> _WHAT YOU ARE ASKED TO DO_:
Exclude all pictures, then copy each of the records exactly as written.

> _EXERCISE DATA_:

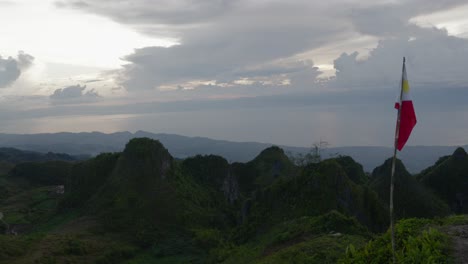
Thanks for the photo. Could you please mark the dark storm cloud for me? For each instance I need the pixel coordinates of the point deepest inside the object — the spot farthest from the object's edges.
(433, 57)
(225, 41)
(10, 68)
(73, 94)
(219, 40)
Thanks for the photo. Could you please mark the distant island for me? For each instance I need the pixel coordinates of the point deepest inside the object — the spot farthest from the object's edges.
(415, 158)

> _SOLUTION FOR THIS TASK_:
Thanks for the photo. Could you please mark the dark storm cloud for me? For each instance I need the pixel coordinates of the point deepest inside the object — the spot farthest from the object's edges.
(433, 57)
(225, 41)
(10, 68)
(73, 94)
(219, 40)
Thanks for the photo. Could you please mark the distant island for me? For each instance I need the pixel coordinates of the point deepest inside the object — the spot farthest from the object's edges.
(415, 158)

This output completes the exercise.